** START OF Data shown **

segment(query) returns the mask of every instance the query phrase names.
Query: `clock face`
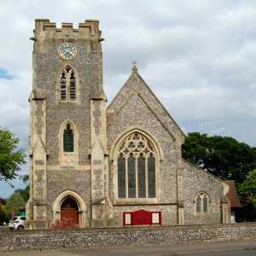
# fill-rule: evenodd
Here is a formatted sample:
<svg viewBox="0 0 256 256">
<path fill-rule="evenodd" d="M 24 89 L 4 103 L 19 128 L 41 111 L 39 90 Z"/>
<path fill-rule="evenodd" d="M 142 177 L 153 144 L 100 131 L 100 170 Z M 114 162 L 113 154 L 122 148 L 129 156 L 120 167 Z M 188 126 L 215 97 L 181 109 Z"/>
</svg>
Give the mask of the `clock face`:
<svg viewBox="0 0 256 256">
<path fill-rule="evenodd" d="M 71 61 L 76 56 L 77 49 L 70 43 L 64 43 L 60 45 L 58 54 L 63 61 Z"/>
</svg>

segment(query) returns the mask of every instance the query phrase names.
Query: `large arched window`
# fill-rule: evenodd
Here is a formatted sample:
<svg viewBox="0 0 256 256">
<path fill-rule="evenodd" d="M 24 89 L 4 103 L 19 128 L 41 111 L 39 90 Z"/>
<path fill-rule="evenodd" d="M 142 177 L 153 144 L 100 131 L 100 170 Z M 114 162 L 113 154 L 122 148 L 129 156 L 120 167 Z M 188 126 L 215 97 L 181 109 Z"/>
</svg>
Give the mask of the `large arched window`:
<svg viewBox="0 0 256 256">
<path fill-rule="evenodd" d="M 67 64 L 58 75 L 58 84 L 61 102 L 78 102 L 79 79 L 75 69 Z"/>
<path fill-rule="evenodd" d="M 205 192 L 200 192 L 195 198 L 195 213 L 209 212 L 209 196 Z"/>
<path fill-rule="evenodd" d="M 152 143 L 134 132 L 118 152 L 118 197 L 155 198 L 156 154 Z"/>
</svg>

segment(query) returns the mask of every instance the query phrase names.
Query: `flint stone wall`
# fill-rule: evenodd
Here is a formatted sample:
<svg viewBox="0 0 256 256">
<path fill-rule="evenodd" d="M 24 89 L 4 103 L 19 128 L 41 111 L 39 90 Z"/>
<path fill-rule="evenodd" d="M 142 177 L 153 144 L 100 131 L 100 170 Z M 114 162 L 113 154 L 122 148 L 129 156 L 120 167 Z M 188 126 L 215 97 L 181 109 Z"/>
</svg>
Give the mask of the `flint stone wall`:
<svg viewBox="0 0 256 256">
<path fill-rule="evenodd" d="M 256 223 L 0 232 L 0 252 L 189 243 L 256 238 Z"/>
</svg>

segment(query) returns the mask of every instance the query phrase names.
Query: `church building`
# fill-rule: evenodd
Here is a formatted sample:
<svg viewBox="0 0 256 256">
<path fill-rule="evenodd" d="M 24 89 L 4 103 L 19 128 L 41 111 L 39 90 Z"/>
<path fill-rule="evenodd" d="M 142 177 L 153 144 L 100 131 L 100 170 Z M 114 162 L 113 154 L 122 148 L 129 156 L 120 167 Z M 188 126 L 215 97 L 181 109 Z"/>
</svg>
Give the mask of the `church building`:
<svg viewBox="0 0 256 256">
<path fill-rule="evenodd" d="M 98 20 L 36 20 L 31 39 L 28 229 L 230 223 L 229 184 L 182 158 L 185 135 L 135 64 L 106 107 Z"/>
</svg>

** END OF Data shown **

Pull out each line above that contains the string "Give" and copy it in full.

Give the mask of the `clock face`:
Give the mask of the `large arched window`:
Give the mask of the `flint stone wall`:
Give the mask of the `church building`:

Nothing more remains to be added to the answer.